What you will do: Could you return each line below without altering a word?

· · ·

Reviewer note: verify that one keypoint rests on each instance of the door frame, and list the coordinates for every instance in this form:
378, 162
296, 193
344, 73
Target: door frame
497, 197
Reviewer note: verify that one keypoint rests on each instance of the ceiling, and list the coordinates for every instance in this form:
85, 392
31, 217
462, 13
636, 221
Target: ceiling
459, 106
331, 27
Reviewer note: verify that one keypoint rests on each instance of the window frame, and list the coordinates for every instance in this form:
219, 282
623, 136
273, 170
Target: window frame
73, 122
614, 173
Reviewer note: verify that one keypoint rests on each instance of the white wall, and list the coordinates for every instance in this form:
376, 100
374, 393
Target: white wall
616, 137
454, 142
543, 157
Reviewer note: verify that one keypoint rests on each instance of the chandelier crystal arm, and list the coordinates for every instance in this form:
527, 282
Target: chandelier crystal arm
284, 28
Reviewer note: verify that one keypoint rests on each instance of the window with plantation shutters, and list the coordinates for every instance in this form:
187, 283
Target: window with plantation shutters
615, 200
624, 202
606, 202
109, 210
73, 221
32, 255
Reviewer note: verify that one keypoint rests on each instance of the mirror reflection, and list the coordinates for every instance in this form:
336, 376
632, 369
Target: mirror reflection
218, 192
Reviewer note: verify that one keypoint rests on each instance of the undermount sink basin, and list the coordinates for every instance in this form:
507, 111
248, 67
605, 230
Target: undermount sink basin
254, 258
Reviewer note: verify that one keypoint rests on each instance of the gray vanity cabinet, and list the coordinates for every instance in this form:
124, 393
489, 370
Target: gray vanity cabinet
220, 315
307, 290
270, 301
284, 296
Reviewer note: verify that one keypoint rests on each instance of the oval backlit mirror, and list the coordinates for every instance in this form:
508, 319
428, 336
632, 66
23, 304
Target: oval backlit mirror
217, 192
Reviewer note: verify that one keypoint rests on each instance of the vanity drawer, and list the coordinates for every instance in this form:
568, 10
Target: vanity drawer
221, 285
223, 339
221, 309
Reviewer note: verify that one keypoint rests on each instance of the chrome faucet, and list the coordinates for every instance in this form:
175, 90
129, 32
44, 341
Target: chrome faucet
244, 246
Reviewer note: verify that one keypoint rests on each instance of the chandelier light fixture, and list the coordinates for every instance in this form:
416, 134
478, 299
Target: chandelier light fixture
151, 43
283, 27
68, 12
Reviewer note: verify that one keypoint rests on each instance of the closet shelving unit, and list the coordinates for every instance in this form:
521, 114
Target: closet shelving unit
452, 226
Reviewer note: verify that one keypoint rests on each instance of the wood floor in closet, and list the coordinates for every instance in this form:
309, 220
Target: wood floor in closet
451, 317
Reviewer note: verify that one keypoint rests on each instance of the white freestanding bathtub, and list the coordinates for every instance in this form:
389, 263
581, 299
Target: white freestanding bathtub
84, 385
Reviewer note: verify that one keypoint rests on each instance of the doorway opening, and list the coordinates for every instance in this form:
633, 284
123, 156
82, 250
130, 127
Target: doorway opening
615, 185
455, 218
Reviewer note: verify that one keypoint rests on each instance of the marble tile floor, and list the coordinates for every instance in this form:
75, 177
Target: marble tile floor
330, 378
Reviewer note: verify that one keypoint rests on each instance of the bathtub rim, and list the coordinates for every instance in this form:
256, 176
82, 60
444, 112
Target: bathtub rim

· · ·

Reply:
Reviewer note: verify that one keypoint rests on each instance of the door frame, and list the coordinates for every instance in this form:
378, 162
296, 193
344, 73
Target: door frame
497, 197
Reviewer note: verify that one keypoint rests on each instance of the ceiling, and list the coordinates for every instance in this form:
85, 392
31, 217
462, 13
636, 221
Target: ceiling
459, 106
331, 27
Reviewer note: verify that one keypoint rests on each instance of the window frame, and list the coordinates for every instance in this form:
219, 282
623, 136
273, 170
Target: window frame
73, 122
614, 173
Reviewer note: verify that one keypoint rests on each instance of the white wall, and list the coordinates for every instance in this form:
376, 100
374, 393
Target: white wall
616, 137
454, 142
543, 157
Reviewer note: verify that one keypoint rests on each instance of the chandelier crystal arm, and list the coordinates for every instance in this form:
527, 282
Target: chandelier crystal arm
284, 28
Reviewer note: verify that one keypoint rests on each instance of the window with plantation shutters, and list the coordinates for every instance in this form:
187, 283
Target: window with plantation shutters
615, 200
624, 202
606, 202
109, 210
73, 221
32, 255
Reviewer note: verify that one keypoint rests on each instance of the mirror reflection, and list the coordinates for every instance in this form:
336, 376
632, 369
Target: mirror reflection
218, 192
Reviewer note: verify that one keypoint rests on each instance of the undermount sink basin, and list the coordinates for every instance in this form:
507, 111
248, 67
605, 230
Target: undermount sink basin
254, 258
Reviewer note: verify that one keypoint rests on each instance of the gray vanity cabinet, and list the coordinates for every instance in this form:
124, 393
489, 370
Target: gray vanity cabinet
220, 315
307, 290
270, 301
284, 296
Reviewer note: verify that one keypoint rests on each instance of the oval backlit mirror, and list the coordinates for every instance in this form:
508, 319
428, 336
632, 66
23, 304
Target: oval backlit mirror
217, 192
Reviewer note: verify that one keypoint rests on each instance of the vanity drawer, and list the coordinates for every instance in this form:
568, 10
Target: vanity drawer
221, 285
223, 339
221, 309
Reviewer note: verify that one keypoint rests on each instance of the chrome faucet, and list the coordinates for every instance in this form:
175, 90
129, 32
44, 341
Target: chrome faucet
244, 246
Reviewer note: verify that one keypoint rests on each instance of the chandelier light fixture, and list the coordinates for every instance in this form:
416, 134
478, 299
Target: chandelier light fixture
151, 43
283, 27
68, 12
Reviewer note: verify that one keypoint rests on each instance of the closet shelving unit, and list the coordinates for every instance in this form:
521, 114
Target: closet shelving unit
452, 226
Reviewer note: verify that one keypoint rests on each instance of the wood floor in closet, and list the coordinates for every instance in this form:
309, 220
Target: wood floor in closet
451, 317
Reviewer note: verify that one keypoint rests on each instance of the white freestanding bathtub, and list the coordinates for every instance in this form:
389, 263
581, 299
Target: white freestanding bathtub
84, 385
Reviewer note: verify that one keypoint rests on each instance of the doorway opening, and list the coordinates for every instance in this form:
633, 284
123, 156
82, 250
130, 127
Target: doorway opening
615, 185
455, 218
Reviewer note: verify that one keypoint rests on each instance of the marble tile floor, and list the coordinates for every instance in this form:
75, 177
Target: marble tile floor
330, 378
Reviewer note: verify that one keypoint rests on each instance of the bathtub rim, and list the coordinates for every instance in this form:
256, 176
82, 60
444, 112
Target: bathtub rim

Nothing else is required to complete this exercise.